▶ [EXTRAIT CHOISI]

______________________________

Réforme des Retraites 2023 : Pour ou Contre ?

1 avr. 2023

Voici une base tangible pour se faire une opinion sur la Réforme des retraites 2023.

Réforme des Retraites 2023 : Pour ou Contre ?
Lorsque l’on propose de réformer un système existant c’est qu’il n’est a priori pas à l’équilibre ou ne le sera plus prochainement.

Et ce point n’a toujours pas été tranché car les différents acteurs (Gouvernement, syndicats, partis politiques, médias, etc.) ne sont pas d’accord sur le constat. Et les Français n’ont finalement aucune base tangible pour se faire une opinion.

Alors nous vous proposons justement d’éclairer votre position via deux points factuels et incontestables.

 

Rappel : Comment fonctionnent les régimes de retraite des salariés ?


On acquiert des droits de retraite par répartition auprès de deux organismes :
 
  1. La Caisse National d’Assurance Vieillesse (CNAV) : établissement public sous la tutelle de l’état.
  2. Les caisses AGIRC/ARRCO : gestion par les partenaires sociaux d’un régime complémentaire de retraite par points. Elles ont été créées respectivement en 1947 et 1961 en complément de la CNAV. Elles représentent 33% de la retraite totale d’un salarié non-cadre et 53 % de la retraite totale d’un cadre.
 

Le grand tournant de 1983


Jusqu’à cette date l’âge légal de départ en retraite était fixé à 65 ans. Il passe à 60 ans avec une durée de cotisation restant identique de 37,5 années.

La CNAV étant sous tutelle de l’État a bien entendu entériné cette décision. Je ne rentrerai pas dans cet exposé dans le détail des mesures prises pour équilibrer les comptes de cette « sécu vieillesse » : déficit chronique et augmentation des cotisations.

Ce qui est intéressant est la position des caisses AGIRC/ARRCO qui ont immédiatement prévenu qu’elles seraient en incapacité financière de verser une rente dès le soixantième anniversaire.

Face à ce problème soulevé par les caisses AGIRC/ARRCO, le Gouvernement Mauroy a décidé de créer dès 1983 l’Association pour la Structure Financière dite ASF alimentée par une cotisation de 2% calculée sur les salaires.

Elle était prise sur les 7% de cotisation de l’UNEDIC, organisme d’assurance chômage à gestion paritaire également qui était en excédent à cette date. Autrement dit sur les 7% perçues sur les salaires par l’UNEDIC il y avait 2% reversées à l’ASF.

Tout ceci avec une clause de revoyure au terme de 10 années.

______________________________

▶ [ENTRÉES FOURNIES]
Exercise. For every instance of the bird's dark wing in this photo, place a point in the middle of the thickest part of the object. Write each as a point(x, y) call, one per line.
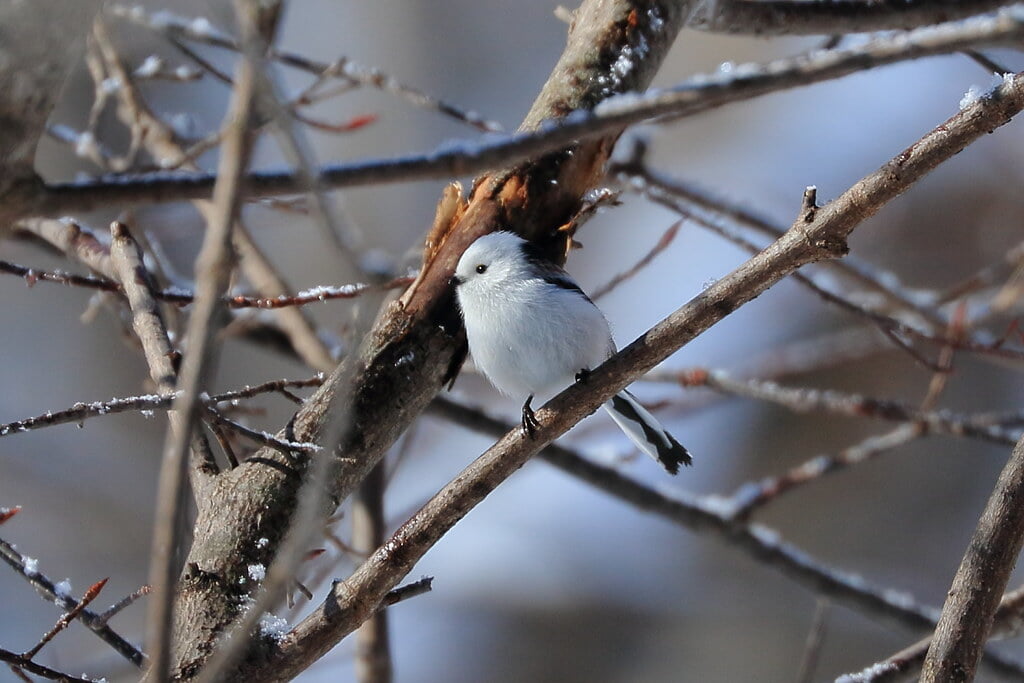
point(549, 271)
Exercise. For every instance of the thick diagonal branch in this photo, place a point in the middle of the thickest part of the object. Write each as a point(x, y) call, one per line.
point(412, 348)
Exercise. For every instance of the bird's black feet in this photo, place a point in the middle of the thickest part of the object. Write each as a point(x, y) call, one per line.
point(529, 423)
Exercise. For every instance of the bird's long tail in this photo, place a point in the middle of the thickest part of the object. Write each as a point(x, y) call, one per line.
point(646, 432)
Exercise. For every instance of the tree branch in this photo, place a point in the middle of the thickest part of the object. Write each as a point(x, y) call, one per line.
point(836, 16)
point(413, 346)
point(977, 589)
point(698, 94)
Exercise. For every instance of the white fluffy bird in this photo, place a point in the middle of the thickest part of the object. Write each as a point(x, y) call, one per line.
point(532, 331)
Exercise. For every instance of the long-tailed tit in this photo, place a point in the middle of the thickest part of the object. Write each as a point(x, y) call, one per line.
point(532, 332)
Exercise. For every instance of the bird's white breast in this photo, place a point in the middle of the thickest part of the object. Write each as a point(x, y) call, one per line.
point(531, 337)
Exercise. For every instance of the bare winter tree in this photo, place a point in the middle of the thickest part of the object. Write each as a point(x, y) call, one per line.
point(288, 428)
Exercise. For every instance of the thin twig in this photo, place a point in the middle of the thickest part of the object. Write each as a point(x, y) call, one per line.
point(786, 17)
point(176, 28)
point(373, 652)
point(660, 246)
point(815, 639)
point(67, 617)
point(82, 411)
point(697, 95)
point(26, 568)
point(17, 662)
point(213, 270)
point(837, 402)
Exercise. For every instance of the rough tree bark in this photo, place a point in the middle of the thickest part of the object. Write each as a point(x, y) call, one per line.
point(255, 501)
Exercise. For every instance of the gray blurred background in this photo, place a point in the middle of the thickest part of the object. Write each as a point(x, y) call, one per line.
point(549, 580)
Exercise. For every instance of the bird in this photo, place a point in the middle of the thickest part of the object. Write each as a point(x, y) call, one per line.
point(532, 331)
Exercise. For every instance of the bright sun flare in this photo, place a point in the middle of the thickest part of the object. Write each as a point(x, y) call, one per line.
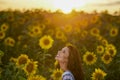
point(68, 5)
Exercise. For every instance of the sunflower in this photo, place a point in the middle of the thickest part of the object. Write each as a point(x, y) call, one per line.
point(89, 58)
point(4, 27)
point(9, 41)
point(100, 49)
point(22, 59)
point(59, 34)
point(46, 42)
point(35, 31)
point(68, 28)
point(31, 67)
point(111, 50)
point(106, 58)
point(98, 74)
point(99, 37)
point(104, 42)
point(84, 34)
point(2, 34)
point(57, 74)
point(94, 32)
point(37, 77)
point(113, 32)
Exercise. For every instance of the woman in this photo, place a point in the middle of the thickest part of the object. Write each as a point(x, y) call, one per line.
point(70, 62)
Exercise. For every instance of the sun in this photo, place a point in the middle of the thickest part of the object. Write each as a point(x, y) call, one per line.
point(67, 6)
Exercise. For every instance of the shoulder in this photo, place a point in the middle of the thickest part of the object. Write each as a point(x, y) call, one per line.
point(67, 76)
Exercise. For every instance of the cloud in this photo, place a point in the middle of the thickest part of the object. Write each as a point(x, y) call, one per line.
point(107, 4)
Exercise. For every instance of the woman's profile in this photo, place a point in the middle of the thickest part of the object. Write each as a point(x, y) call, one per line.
point(70, 62)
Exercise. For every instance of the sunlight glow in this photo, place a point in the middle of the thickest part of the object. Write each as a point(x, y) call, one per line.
point(68, 5)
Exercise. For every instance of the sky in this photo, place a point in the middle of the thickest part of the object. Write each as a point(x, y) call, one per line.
point(64, 5)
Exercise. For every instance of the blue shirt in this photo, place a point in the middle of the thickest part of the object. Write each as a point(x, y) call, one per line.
point(67, 75)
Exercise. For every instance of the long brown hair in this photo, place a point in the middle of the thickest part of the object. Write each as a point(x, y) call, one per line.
point(74, 63)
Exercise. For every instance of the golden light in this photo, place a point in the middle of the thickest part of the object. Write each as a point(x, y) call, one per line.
point(68, 5)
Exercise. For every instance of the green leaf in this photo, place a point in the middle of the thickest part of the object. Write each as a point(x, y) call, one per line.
point(21, 78)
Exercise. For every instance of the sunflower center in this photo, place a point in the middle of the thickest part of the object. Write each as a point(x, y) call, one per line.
point(22, 60)
point(30, 67)
point(90, 58)
point(1, 34)
point(99, 76)
point(107, 57)
point(95, 31)
point(58, 74)
point(36, 30)
point(46, 41)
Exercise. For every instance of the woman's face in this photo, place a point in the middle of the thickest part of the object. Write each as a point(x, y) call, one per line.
point(62, 55)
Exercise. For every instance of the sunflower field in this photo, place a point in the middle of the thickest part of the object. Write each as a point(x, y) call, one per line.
point(30, 39)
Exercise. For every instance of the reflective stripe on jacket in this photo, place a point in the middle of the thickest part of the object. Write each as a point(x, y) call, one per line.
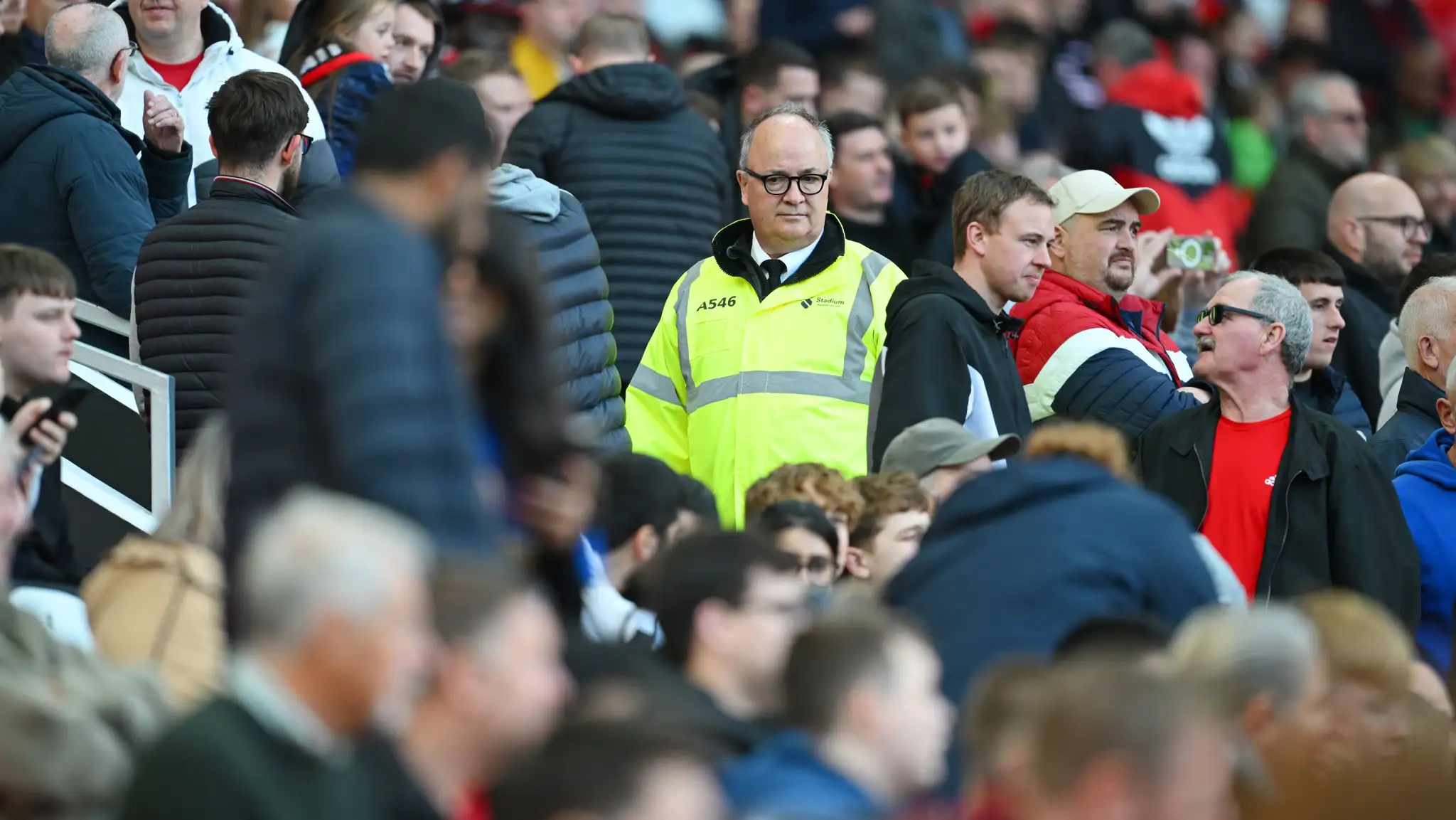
point(733, 386)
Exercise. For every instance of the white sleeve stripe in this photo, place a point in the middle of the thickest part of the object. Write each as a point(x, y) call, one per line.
point(1074, 354)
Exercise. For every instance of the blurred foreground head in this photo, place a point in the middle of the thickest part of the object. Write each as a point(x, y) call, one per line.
point(427, 149)
point(611, 771)
point(868, 688)
point(1371, 657)
point(498, 683)
point(334, 595)
point(1120, 742)
point(1267, 675)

______________________________

▶ [CONSIGNES]
(a) Dans les entrées, réécrivez en liste numérotée tout ce qui va de la ligne contenant « Exercise. For every instance of the tree » jusqu'à la ligne contenant « point(698, 94) », ces deux lignes comprises, en omettant les lignes vides.
(b) Prolongez le texte sur la réforme des retraites de 2023 à la suite de sa dernière phrase.

▶ [RÉPONSES]
(a)
1. Exercise. For every instance of the tree branch in this photo, place a point in the middle of the thickest part of the object. Write each as a point(x, y) call, one per line.
2. point(836, 16)
3. point(413, 346)
4. point(977, 589)
5. point(698, 94)

(b)
En 1993 la situation économique ayant changé, l’UNEDIC a eu besoin de la totalité de ses cotisations pour financer son propre fonctionnement et a donc stoppé sa contribution de 2% auprès de l’ASF.

Le Gouvernement Balladur alors en place n’avait donc d’autre choix que de créer une cotisation sur les salaires à hauteur d’un peu plus de 2% pour alimenter l’ASF en remplacement de cette contribution venant de l’UNEDIC. Il pouvait également remettre la retraite à 65 ans…

On peut donc en conclure que dès sa mise en place le financement de l’abaissement de l’âge de départ en retraite n’était pas assuré. Ou du moins l’était mais de manière empirique par un jeu de passe-passe de cotisations, sans aucune pérennité, comme la suite des évènements l’a démontré en 1993.

Il est à noter que cette cotisation existe toujours. Elle a simplement changé de nom en 2003 pour s’intituler AGFF puis en 2017 pour devenir Contribution d’Équilibre Général (CEG) au taux de 2,15% du salaire jusqu’ à un revenu égal au plafond de sécurité sociale (43 992 euros) et 2,80% au-delà de ce plafond.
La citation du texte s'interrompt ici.